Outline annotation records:
——

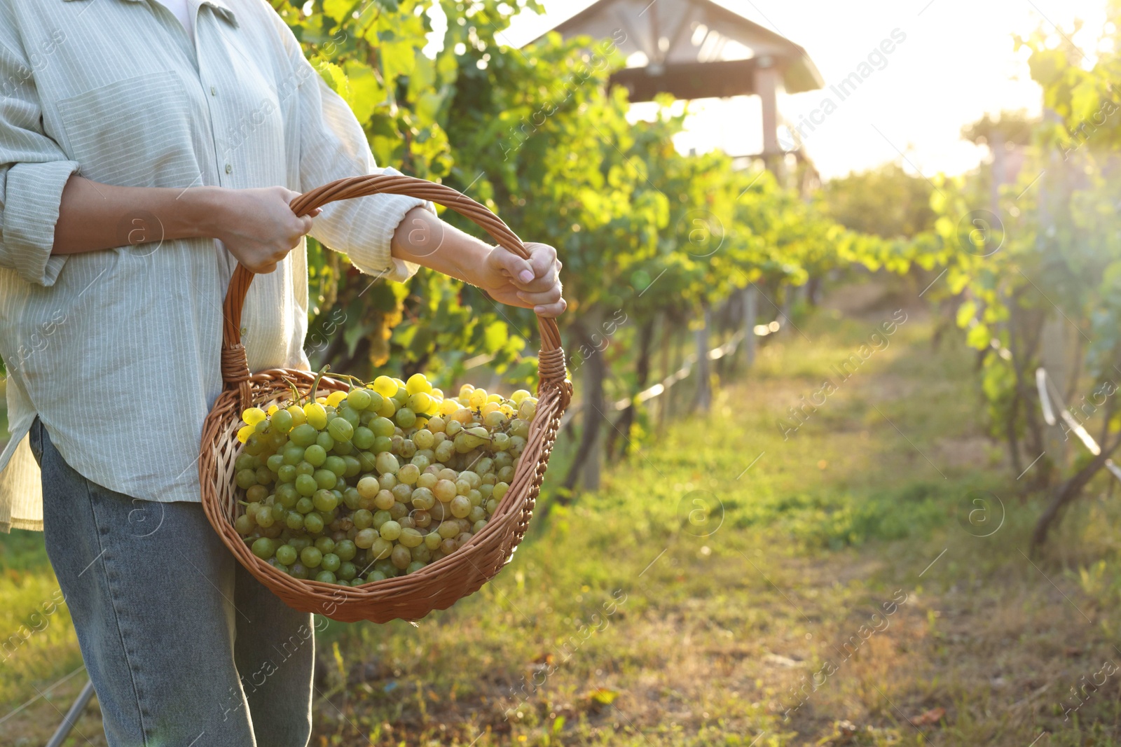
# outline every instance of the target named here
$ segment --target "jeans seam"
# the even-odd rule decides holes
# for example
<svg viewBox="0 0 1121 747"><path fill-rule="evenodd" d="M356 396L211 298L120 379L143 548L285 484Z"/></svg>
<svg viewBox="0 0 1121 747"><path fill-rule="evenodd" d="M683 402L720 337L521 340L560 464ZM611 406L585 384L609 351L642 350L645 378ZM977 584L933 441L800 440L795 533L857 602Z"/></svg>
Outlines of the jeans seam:
<svg viewBox="0 0 1121 747"><path fill-rule="evenodd" d="M98 510L93 501L93 492L90 489L89 479L83 478L83 483L85 483L86 499L90 502L90 512L93 514L94 519L93 529L94 529L94 534L98 538L98 549L101 551L101 555L104 555L108 552L109 548L104 547L101 542L101 526L100 526L100 521L98 520ZM105 573L105 586L109 587L109 599L113 606L113 623L117 625L117 635L121 642L121 651L124 652L124 661L129 666L129 682L132 684L133 701L137 704L137 721L139 721L140 723L141 739L143 739L143 744L141 745L141 747L148 747L148 727L145 726L143 709L140 706L140 690L137 688L136 671L133 670L132 666L132 656L129 654L129 647L124 642L124 631L121 628L121 615L117 607L117 594L115 590L113 589L113 582L109 578L109 568L105 558L102 558L101 566L103 572Z"/></svg>

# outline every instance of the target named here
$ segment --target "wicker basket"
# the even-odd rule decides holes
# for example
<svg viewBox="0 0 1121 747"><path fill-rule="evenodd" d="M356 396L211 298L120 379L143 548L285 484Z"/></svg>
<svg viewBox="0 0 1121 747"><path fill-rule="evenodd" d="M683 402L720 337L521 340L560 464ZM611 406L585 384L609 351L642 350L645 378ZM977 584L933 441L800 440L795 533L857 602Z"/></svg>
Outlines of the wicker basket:
<svg viewBox="0 0 1121 747"><path fill-rule="evenodd" d="M306 215L336 199L373 194L397 194L429 199L471 218L497 242L520 256L528 256L517 235L493 213L475 200L443 185L406 176L363 176L340 179L307 192L291 203L296 215ZM254 555L233 527L239 504L234 485L234 460L241 452L238 429L241 412L251 405L268 408L289 399L286 379L300 394L311 391L314 375L307 371L272 368L250 373L241 345L241 307L252 273L238 265L223 307L222 379L225 389L203 424L198 475L206 517L237 559L285 604L302 611L352 623L367 619L416 620L433 609L446 609L476 591L509 562L526 533L545 467L556 439L560 415L572 398L565 379L564 351L553 319L538 317L541 349L538 358L537 414L530 423L527 445L518 460L510 488L487 525L462 548L408 576L358 587L335 586L291 578ZM324 377L321 391L346 389Z"/></svg>

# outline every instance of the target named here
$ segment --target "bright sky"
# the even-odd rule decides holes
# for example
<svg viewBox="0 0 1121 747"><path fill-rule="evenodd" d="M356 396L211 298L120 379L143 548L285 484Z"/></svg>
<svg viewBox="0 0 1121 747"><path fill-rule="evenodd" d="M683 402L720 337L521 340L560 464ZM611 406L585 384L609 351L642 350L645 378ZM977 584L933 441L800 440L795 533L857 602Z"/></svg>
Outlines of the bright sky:
<svg viewBox="0 0 1121 747"><path fill-rule="evenodd" d="M900 151L909 161L905 166L927 176L973 168L984 149L960 139L963 124L1002 109L1039 112L1027 52L1013 50L1012 35L1038 27L1053 34L1053 24L1068 34L1081 18L1086 25L1073 40L1092 58L1105 22L1105 0L719 1L802 45L817 65L824 91L779 100L781 115L793 124L818 109L828 86L854 72L893 29L906 34L887 66L844 101L833 95L836 111L813 132L806 130L806 150L825 178L902 161ZM516 20L507 38L524 44L589 4L545 0L547 16ZM679 149L721 148L732 155L762 149L758 100L710 99L692 109Z"/></svg>

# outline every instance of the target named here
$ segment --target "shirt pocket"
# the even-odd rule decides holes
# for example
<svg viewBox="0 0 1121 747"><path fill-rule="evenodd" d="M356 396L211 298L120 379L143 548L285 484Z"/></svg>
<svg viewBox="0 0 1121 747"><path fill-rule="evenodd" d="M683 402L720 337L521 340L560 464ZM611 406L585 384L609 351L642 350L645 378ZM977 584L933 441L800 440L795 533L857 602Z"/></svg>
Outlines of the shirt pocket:
<svg viewBox="0 0 1121 747"><path fill-rule="evenodd" d="M175 72L147 73L58 102L70 157L81 175L129 187L200 181L197 109Z"/></svg>

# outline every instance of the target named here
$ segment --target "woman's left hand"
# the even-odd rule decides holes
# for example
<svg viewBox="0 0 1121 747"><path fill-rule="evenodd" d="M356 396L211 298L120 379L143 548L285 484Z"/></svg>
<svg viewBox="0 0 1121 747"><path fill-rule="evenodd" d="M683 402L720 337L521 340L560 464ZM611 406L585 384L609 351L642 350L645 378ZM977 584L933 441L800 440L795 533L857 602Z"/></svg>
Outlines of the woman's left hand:
<svg viewBox="0 0 1121 747"><path fill-rule="evenodd" d="M495 301L534 309L543 317L557 317L567 308L562 297L560 260L548 244L527 243L529 259L495 246L483 261L474 284Z"/></svg>

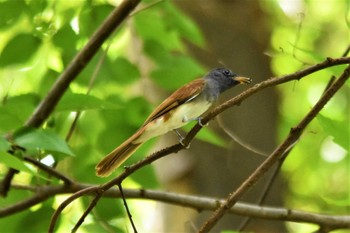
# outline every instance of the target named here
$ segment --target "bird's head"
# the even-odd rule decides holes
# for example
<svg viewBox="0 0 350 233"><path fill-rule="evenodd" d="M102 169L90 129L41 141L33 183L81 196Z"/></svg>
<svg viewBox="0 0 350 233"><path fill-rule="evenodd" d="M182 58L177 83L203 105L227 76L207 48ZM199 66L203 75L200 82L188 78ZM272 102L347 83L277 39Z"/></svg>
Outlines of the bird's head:
<svg viewBox="0 0 350 233"><path fill-rule="evenodd" d="M216 68L211 70L206 75L206 79L220 92L223 92L238 84L248 84L252 82L251 78L239 76L226 68Z"/></svg>

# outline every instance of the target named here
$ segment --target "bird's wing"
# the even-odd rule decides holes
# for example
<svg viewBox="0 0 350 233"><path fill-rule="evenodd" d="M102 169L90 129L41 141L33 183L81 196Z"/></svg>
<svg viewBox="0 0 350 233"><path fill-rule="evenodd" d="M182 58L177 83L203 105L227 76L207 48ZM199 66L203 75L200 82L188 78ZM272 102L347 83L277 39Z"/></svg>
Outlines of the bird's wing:
<svg viewBox="0 0 350 233"><path fill-rule="evenodd" d="M205 81L203 79L195 79L192 82L176 90L167 99L165 99L147 118L143 125L148 124L154 119L163 116L170 110L178 107L180 104L195 99L203 90Z"/></svg>

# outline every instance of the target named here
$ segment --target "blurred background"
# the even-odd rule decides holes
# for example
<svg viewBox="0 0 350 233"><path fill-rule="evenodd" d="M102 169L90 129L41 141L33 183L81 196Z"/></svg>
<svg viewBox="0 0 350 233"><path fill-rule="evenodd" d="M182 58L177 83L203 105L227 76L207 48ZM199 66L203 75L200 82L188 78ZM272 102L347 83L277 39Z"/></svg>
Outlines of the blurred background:
<svg viewBox="0 0 350 233"><path fill-rule="evenodd" d="M119 3L0 2L1 135L21 128L73 56ZM66 139L72 153L36 147L28 151L78 182L106 182L111 178L95 176L96 163L132 135L172 91L215 67L224 66L248 76L254 85L322 62L326 57L348 56L349 26L346 0L144 0L70 85L43 126ZM189 150L137 171L123 182L123 187L225 198L287 136L322 95L329 79L343 69L329 68L255 94L211 121ZM264 205L349 214L349 87L348 82L306 129L284 162ZM220 102L247 88L239 86L227 91ZM79 111L74 132L67 137ZM183 133L193 125L185 127ZM177 140L172 133L151 140L125 165ZM2 162L3 177L7 167ZM270 175L263 177L241 201L256 203ZM30 173L21 173L14 180L22 185L46 182L47 179ZM30 194L11 190L6 199L0 200L0 207ZM47 216L66 197L60 195L28 211L2 218L0 226L7 226L8 232L28 227L46 231ZM89 200L82 198L67 208L58 232L74 226L74 219L79 218ZM115 202L101 200L81 232L127 231L129 223L122 203ZM140 232L195 232L211 215L150 201L128 203ZM28 225L33 219L41 220ZM213 232L234 232L244 220L226 215ZM308 224L252 219L244 231L316 229Z"/></svg>

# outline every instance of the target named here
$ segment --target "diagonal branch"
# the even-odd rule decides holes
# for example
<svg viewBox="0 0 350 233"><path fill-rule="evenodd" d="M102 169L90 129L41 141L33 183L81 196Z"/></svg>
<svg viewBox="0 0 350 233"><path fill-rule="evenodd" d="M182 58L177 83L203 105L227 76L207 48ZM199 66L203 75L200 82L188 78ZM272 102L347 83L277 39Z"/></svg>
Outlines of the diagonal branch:
<svg viewBox="0 0 350 233"><path fill-rule="evenodd" d="M302 119L302 121L294 128L291 129L290 134L280 144L276 150L252 173L252 175L246 179L243 184L232 194L227 197L227 200L215 210L213 215L207 222L201 227L199 232L209 232L215 224L223 217L223 215L230 209L239 198L249 190L258 180L262 177L271 166L287 151L295 142L300 138L303 130L306 126L317 116L326 103L334 96L334 94L344 85L345 81L350 76L350 66L348 66L343 74L339 77L334 84L326 90L315 106L310 112Z"/></svg>
<svg viewBox="0 0 350 233"><path fill-rule="evenodd" d="M234 106L234 105L239 105L243 100L247 99L248 97L250 97L251 95L255 94L258 91L262 91L263 89L267 88L267 87L273 87L273 86L277 86L279 84L282 83L286 83L292 80L300 80L303 77L312 74L314 72L317 72L319 70L325 69L327 67L331 67L331 66L336 66L336 65L341 65L341 64L348 64L350 63L350 57L347 58L336 58L336 59L331 59L331 58L327 58L324 62L310 66L308 68L305 68L303 70L297 71L293 74L290 75L285 75L283 77L280 78L271 78L268 79L266 81L263 81L259 84L256 84L255 86L253 86L252 88L249 88L248 90L242 92L240 95L237 95L236 97L226 101L225 103L219 105L218 107L216 107L212 112L210 112L203 120L202 123L206 124L210 119L214 118L216 115L220 114L221 112L227 110L228 108ZM97 192L95 198L92 200L90 206L89 206L89 210L92 210L93 207L97 204L98 200L101 198L102 194L106 191L108 191L109 189L111 189L114 185L118 185L120 184L124 179L126 179L128 176L130 176L131 174L133 174L135 171L137 171L138 169L146 166L147 164L150 164L166 155L169 155L171 153L177 153L180 150L183 150L186 148L187 145L190 144L190 142L193 140L193 138L196 136L196 134L200 131L202 127L199 124L196 124L192 130L187 134L185 140L183 141L184 145L178 143L172 146L169 146L167 148L164 148L158 152L153 153L152 155L144 158L143 160L140 160L139 162L126 167L126 169L116 178L110 180L109 182L101 185L99 187L99 191ZM282 151L283 152L283 151ZM62 212L62 210L69 205L71 202L73 202L75 199L79 198L80 196L84 195L85 191L82 190L79 192L78 195L73 194L69 200L64 201L60 207L62 208L58 208L55 213L52 216L52 221L50 224L50 230L53 230L56 221L58 219L58 216L60 215L60 213ZM90 193L90 190L86 190L86 194ZM87 215L88 212L84 212L84 215Z"/></svg>
<svg viewBox="0 0 350 233"><path fill-rule="evenodd" d="M16 188L13 186L13 188ZM23 188L23 187L21 187ZM57 194L68 194L72 192L77 192L82 190L90 190L88 195L94 195L94 192L97 190L98 186L91 186L89 184L80 184L76 183L72 186L43 186L38 187L38 193L41 193L40 198L50 196L55 196ZM28 186L27 189L32 189L31 186ZM168 203L177 206L183 206L187 208L196 209L199 211L213 211L217 208L220 203L223 203L224 200L211 198L211 197L199 197L195 195L187 194L177 194L171 192L164 192L158 190L144 190L144 189L124 189L124 195L128 199L142 199L142 200L153 200L160 201L163 203ZM31 199L31 205L34 206L43 200L38 199L39 196L35 195ZM104 193L106 198L121 198L120 191L117 188L111 188ZM36 199L34 199L36 198ZM35 201L36 202L35 202ZM28 207L27 202L19 203L22 204L23 210ZM14 214L14 209L21 207L21 205L13 205L8 208L0 209L0 217L5 217L10 214ZM24 204L26 204L24 208ZM319 213L312 213L300 210L276 208L276 207L267 207L267 206L257 206L247 203L237 203L234 207L228 210L230 214L237 214L241 216L250 216L260 219L269 219L269 220L280 220L280 221L290 221L290 222L302 222L302 223L312 223L322 226L327 226L332 229L342 229L348 228L350 226L350 216L346 215L326 215Z"/></svg>

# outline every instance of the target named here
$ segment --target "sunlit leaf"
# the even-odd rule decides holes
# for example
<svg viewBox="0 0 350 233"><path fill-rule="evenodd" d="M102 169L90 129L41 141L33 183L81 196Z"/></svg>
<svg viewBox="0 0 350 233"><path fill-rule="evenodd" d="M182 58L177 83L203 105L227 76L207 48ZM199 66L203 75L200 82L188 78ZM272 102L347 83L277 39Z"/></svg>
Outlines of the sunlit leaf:
<svg viewBox="0 0 350 233"><path fill-rule="evenodd" d="M29 167L26 166L26 164L22 160L3 151L0 151L0 163L19 171L31 174L34 173Z"/></svg>
<svg viewBox="0 0 350 233"><path fill-rule="evenodd" d="M323 127L326 133L330 134L334 138L334 142L339 146L343 147L345 150L350 148L350 127L349 121L340 122L334 119L319 114L317 120Z"/></svg>
<svg viewBox="0 0 350 233"><path fill-rule="evenodd" d="M158 85L172 91L202 75L204 69L195 60L185 56L173 56L169 64L151 73L151 77Z"/></svg>
<svg viewBox="0 0 350 233"><path fill-rule="evenodd" d="M117 58L113 62L113 66L115 67L113 74L115 77L113 78L119 83L130 84L140 77L137 66L123 57Z"/></svg>
<svg viewBox="0 0 350 233"><path fill-rule="evenodd" d="M24 1L0 2L0 28L14 25L25 8Z"/></svg>
<svg viewBox="0 0 350 233"><path fill-rule="evenodd" d="M50 130L23 129L14 135L14 142L26 149L56 151L74 156L67 143Z"/></svg>
<svg viewBox="0 0 350 233"><path fill-rule="evenodd" d="M83 111L116 108L118 108L117 105L92 95L67 93L58 103L56 111Z"/></svg>
<svg viewBox="0 0 350 233"><path fill-rule="evenodd" d="M0 137L0 151L7 151L10 149L11 144L3 137Z"/></svg>
<svg viewBox="0 0 350 233"><path fill-rule="evenodd" d="M0 66L27 62L38 51L40 40L32 34L18 34L0 53Z"/></svg>

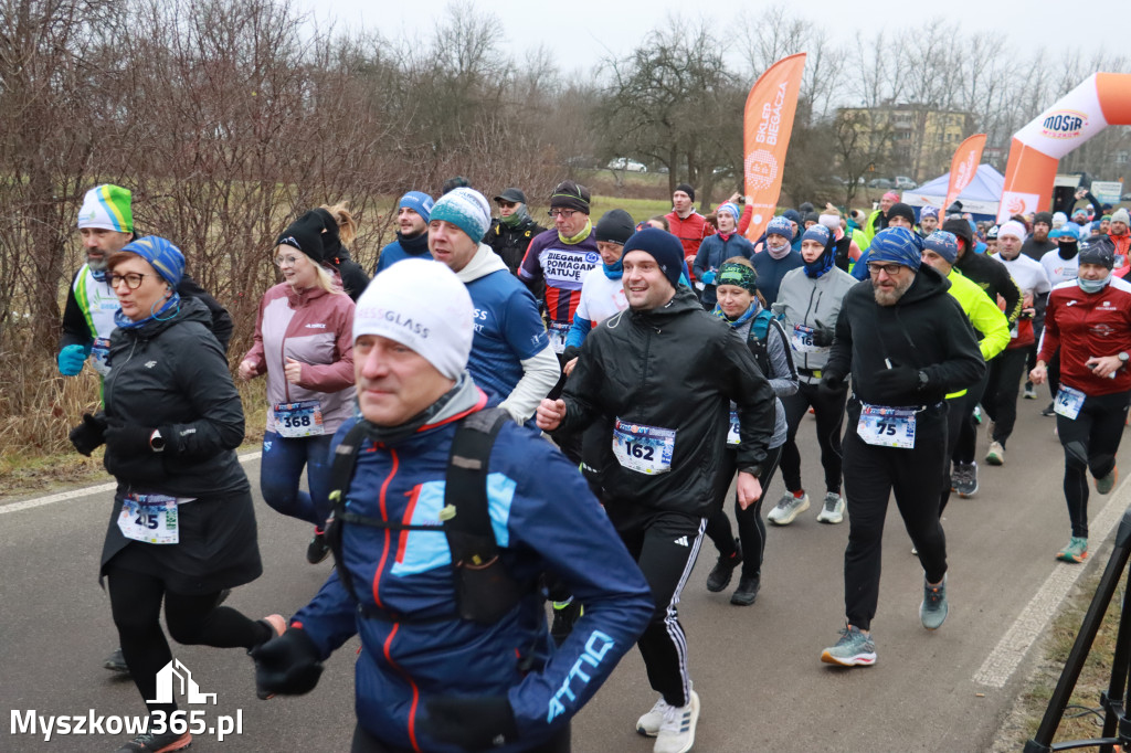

——

### WORK TO COMPLETE:
Filter the records above, copying each line that contains the word "left".

### EXERCISE RESPONSE:
$ segment --target "woman's left hand"
Outlines of the woman's left hand:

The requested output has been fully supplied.